:: Required task 1 ::
Write out the rows that follow the post as a numbered list, one line per item, skipping blank lines and leaving out the pictures.

:: Extract to read ::

* * * * * * * * *

Note to Readers

This post also gets picked up by myITforum and published there. It started off with CM12 lab building issues and has morphed into covering CM12 in general.

Another App Catalog Fix

We installed the App Catalog today in production and got the dreaded "Cannot connect to the application server" error when opening the catalog.  There are a number of reasons this can happen.  Microsoft has listed many of them here.  We came up with a new reason on our own: TLS 1.0.  Knowing that SSL 3.0 and TLS 1.0 are no longer considered secure protocols, we disabled them long ago.  There are a number of places in CM where disabling those can break things.  Well, you can add the app catalog to the list.  It needs TLS 1.0 enabled (both client and server).  Enabling without restarting any services cleared the error up immediately.

[HKEY_LOCAL_MACHINE\SYSTEM\CurrentControlSet\Control\SecurityProviders\SCHANNEL\Protocols\TLS 1.0\Server]
[HKEY_LOCAL_MACHINE\SYSTEM\CurrentControlSet\Control\SecurityProviders\SCHANNEL\Protocols\TLS 1.0\Client]

I found no blog posts for forum questions mentioning this setting, but I assume as more people move towards removing old protocols, it might pop up more often.  And I do expect Microsoft to address this at some point so I can go back and disable TLS 1.0 again (and hopefully 1.1 as well).

* * * * * * * * *

:: Entries supplied ::
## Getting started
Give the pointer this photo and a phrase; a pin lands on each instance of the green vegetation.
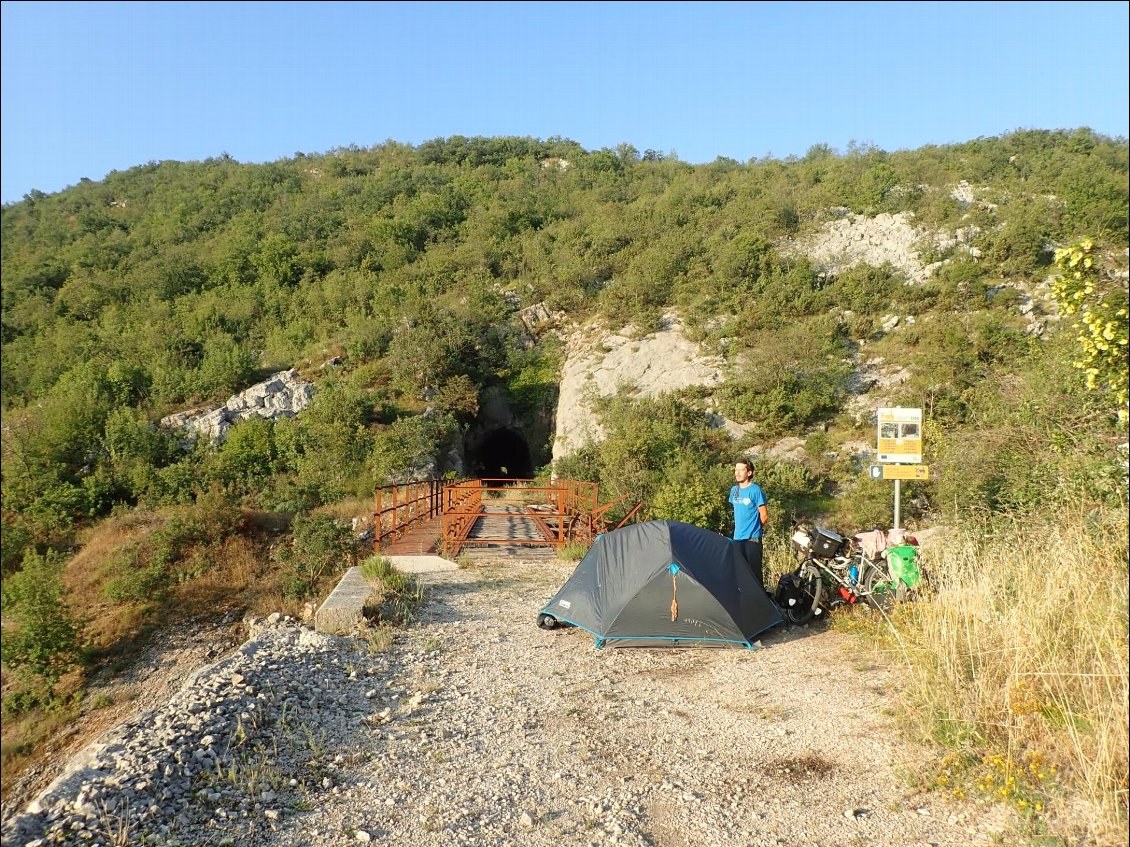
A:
(396, 594)
(176, 284)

* * * * * * * * *

:: Required task 2 ::
Copy the whole App Catalog post above word for word.

:: Task solution 1 ::
1. ## Getting started
2. Give the pointer this photo and a phrase; a pin lands on each instance of the green vegetation.
3. A:
4. (396, 594)
5. (176, 284)

:: Task solution 2 ::
Note to Readers

This post also gets picked up by myITforum and published there. It started off with CM12 lab building issues and has morphed into covering CM12 in general.

Another App Catalog Fix

We installed the App Catalog today in production and got the dreaded "Cannot connect to the application server" error when opening the catalog.  There are a number of reasons this can happen.  Microsoft has listed many of them here.  We came up with a new reason on our own: TLS 1.0.  Knowing that SSL 3.0 and TLS 1.0 are no longer considered secure protocols, we disabled them long ago.  There are a number of places in CM where disabling those can break things.  Well, you can add the app catalog to the list.  It needs TLS 1.0 enabled (both client and server).  Enabling without restarting any services cleared the error up immediately.

[HKEY_LOCAL_MACHINE\SYSTEM\CurrentControlSet\Control\SecurityProviders\SCHANNEL\Protocols\TLS 1.0\Server]
[HKEY_LOCAL_MACHINE\SYSTEM\CurrentControlSet\Control\SecurityProviders\SCHANNEL\Protocols\TLS 1.0\Client]

I found no blog posts for forum questions mentioning this setting, but I assume as more people move towards removing old protocols, it might pop up more often.  And I do expect Microsoft to address this at some point so I can go back and disable TLS 1.0 again (and hopefully 1.1 as well).